Records drawn from a dataset:
════════════════
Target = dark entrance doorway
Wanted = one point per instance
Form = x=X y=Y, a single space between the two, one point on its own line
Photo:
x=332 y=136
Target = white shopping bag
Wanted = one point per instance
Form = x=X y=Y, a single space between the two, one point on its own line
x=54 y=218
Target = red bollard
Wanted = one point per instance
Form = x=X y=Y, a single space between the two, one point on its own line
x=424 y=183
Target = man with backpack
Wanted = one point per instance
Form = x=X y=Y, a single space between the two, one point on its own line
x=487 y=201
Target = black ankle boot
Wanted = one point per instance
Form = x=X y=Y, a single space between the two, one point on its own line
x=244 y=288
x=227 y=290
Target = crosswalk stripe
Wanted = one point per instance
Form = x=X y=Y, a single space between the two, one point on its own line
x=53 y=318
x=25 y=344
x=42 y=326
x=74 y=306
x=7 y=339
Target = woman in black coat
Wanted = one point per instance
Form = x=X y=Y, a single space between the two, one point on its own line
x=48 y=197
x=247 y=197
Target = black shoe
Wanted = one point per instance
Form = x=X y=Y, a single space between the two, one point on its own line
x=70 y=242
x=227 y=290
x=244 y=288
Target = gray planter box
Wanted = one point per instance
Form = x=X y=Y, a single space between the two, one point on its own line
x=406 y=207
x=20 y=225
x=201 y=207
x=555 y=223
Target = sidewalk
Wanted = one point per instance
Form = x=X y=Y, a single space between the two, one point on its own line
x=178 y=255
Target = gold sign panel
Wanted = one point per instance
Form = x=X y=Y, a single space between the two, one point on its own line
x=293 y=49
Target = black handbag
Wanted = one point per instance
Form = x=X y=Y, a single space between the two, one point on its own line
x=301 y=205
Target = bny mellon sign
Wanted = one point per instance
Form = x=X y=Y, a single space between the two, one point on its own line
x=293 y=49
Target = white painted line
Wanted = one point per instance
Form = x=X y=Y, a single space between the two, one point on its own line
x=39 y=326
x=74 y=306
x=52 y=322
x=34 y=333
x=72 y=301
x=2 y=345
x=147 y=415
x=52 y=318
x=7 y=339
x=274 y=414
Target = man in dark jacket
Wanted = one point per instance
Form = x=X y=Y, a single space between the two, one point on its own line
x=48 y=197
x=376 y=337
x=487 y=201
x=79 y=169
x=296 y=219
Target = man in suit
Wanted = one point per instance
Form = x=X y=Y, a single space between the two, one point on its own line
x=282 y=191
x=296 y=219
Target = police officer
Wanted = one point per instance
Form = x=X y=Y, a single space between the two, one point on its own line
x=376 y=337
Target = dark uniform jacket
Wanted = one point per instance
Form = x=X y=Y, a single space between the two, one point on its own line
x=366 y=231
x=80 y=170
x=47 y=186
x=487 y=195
════════════════
Determine how many lines in the entries hold the string "black". Write only the number.

4